▶ _Short task_
Copy the listing below line for line, without changing any wording or numbers.

· · · · ·

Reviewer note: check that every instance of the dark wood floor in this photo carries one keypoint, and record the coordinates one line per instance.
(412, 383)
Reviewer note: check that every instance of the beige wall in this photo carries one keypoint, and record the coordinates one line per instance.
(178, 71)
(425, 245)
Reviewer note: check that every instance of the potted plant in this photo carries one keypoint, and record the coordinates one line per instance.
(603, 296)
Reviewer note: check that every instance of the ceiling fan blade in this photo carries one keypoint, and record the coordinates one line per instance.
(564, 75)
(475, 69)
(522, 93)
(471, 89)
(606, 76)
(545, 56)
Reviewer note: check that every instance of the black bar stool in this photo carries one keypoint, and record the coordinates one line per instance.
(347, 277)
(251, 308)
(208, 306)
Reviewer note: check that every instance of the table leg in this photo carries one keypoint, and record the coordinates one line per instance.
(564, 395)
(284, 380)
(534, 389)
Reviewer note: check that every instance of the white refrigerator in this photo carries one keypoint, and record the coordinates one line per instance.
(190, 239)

· · · · ·

▶ _Problem solution_
Reviewer note: check that every instance of the dark wood floor in this photo carries one keypoint, and record the coordinates one line per instance.
(412, 383)
Reviewer note: check that every instance of the beige wall in this photo carries one keypoint, and record the coordinates one line per instance.
(178, 71)
(425, 245)
Reviewer note: check that every instance of the potted plant in this photo carries one keypoint, and record the coordinates one line per instance.
(603, 296)
Reviewer note: check that every instance of the ceiling fan blade in this photo carries one keypoint, and record the coordinates one line per instance.
(564, 75)
(475, 69)
(522, 93)
(471, 89)
(606, 76)
(545, 56)
Reviewer note: check that every instance of the black bar stool in this photo carries one keypoint, and record the coordinates one line per instance.
(347, 277)
(251, 308)
(208, 306)
Reviewer note: check that every instance of the table leg in this photo carries one keypoint, and record the coordinates one line per instance.
(564, 395)
(284, 380)
(534, 389)
Reviewer note: check that every instance of the white refrigerator in this photo carries one keypoint, and record the coordinates one line per instance.
(190, 239)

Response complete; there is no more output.